WORK INSTRUCTION: Take each line from the entries that holds "grey" and copy it out.

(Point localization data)
----------------------------------------

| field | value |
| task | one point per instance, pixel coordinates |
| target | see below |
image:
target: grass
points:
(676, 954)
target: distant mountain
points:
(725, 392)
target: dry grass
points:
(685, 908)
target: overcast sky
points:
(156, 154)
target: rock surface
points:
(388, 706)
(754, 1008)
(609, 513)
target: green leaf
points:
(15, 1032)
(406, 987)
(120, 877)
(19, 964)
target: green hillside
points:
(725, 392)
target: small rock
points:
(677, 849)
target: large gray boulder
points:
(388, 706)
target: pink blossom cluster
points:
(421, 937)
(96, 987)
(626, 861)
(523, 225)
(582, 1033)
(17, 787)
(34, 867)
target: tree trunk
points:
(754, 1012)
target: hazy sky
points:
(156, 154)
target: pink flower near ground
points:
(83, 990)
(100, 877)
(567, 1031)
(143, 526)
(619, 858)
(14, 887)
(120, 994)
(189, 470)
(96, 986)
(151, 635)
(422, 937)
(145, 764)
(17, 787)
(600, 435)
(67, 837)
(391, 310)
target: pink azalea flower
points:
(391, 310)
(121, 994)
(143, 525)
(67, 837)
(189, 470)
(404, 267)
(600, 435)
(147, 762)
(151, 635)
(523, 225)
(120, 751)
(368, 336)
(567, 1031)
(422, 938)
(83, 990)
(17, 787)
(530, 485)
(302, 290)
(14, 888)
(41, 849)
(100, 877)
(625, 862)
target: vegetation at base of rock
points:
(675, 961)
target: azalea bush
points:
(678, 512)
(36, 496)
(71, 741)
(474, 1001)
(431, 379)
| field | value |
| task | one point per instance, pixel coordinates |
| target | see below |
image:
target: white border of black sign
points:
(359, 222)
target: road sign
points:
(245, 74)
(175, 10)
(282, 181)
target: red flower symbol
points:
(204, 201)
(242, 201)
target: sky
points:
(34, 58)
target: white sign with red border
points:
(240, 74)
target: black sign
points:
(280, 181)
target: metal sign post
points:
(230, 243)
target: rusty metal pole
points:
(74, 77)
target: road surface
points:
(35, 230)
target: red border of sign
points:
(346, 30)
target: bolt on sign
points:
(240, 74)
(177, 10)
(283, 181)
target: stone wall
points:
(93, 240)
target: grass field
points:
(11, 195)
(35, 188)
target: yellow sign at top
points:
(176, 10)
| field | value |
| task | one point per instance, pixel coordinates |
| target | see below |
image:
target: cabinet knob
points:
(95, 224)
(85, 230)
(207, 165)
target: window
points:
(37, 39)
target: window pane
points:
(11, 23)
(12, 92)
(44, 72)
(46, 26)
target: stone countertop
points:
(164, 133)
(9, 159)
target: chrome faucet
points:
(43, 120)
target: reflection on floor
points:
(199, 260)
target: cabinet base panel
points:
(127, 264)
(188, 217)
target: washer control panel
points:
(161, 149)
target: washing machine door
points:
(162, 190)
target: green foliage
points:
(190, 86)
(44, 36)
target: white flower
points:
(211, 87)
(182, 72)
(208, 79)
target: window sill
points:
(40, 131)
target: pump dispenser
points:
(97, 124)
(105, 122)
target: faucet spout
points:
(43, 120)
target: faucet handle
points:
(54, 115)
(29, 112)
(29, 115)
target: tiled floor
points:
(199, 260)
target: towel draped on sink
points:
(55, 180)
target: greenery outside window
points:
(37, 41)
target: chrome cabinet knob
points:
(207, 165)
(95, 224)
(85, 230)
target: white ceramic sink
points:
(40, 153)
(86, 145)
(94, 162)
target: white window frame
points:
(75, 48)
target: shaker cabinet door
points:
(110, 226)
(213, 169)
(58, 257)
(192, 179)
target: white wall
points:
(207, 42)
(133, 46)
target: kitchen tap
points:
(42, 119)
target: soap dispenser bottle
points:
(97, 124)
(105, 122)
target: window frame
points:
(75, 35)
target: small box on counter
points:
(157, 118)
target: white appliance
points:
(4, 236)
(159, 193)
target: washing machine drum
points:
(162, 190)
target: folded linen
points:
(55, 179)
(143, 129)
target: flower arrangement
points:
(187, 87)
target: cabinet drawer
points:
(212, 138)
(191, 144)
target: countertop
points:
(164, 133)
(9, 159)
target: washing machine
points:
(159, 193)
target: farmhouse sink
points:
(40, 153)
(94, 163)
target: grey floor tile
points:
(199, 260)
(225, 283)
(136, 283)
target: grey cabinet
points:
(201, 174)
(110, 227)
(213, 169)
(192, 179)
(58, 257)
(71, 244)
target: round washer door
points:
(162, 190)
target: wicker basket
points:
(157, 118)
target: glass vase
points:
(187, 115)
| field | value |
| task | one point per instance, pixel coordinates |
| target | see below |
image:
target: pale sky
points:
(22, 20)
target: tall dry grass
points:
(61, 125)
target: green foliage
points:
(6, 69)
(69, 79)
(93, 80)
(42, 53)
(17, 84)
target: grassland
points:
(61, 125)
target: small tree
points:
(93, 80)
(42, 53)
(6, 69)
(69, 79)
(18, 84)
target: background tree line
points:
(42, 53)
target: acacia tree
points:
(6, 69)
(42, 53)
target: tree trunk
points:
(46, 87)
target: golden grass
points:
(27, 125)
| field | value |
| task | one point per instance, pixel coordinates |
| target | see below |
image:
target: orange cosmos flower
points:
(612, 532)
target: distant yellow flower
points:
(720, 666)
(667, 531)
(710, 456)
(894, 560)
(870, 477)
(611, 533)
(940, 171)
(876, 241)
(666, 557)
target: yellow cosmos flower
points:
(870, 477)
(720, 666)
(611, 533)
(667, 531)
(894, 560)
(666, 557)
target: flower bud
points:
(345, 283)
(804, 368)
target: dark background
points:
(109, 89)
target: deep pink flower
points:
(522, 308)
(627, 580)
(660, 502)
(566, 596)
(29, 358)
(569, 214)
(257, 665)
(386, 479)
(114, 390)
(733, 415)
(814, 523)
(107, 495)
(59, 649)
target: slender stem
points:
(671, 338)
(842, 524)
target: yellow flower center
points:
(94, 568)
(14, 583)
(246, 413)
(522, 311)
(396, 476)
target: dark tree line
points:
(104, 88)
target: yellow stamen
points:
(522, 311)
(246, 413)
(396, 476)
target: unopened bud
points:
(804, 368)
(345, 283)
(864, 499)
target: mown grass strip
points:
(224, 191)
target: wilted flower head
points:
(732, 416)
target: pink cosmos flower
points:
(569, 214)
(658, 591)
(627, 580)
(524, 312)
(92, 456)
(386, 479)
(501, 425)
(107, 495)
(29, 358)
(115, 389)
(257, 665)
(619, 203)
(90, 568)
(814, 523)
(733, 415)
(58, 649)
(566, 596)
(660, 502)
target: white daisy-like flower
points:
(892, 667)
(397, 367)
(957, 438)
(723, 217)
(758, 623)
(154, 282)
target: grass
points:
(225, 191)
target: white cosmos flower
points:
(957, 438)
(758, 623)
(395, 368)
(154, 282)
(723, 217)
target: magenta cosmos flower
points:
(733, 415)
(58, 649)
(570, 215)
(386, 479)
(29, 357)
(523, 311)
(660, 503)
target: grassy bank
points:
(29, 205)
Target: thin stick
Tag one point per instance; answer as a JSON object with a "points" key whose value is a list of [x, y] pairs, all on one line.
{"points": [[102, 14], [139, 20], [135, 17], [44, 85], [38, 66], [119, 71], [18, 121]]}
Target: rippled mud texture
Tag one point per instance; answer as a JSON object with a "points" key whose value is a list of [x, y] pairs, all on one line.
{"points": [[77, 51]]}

----------------------------------------

RESPONSE AREA:
target: grey floor tile
target: grey cabinet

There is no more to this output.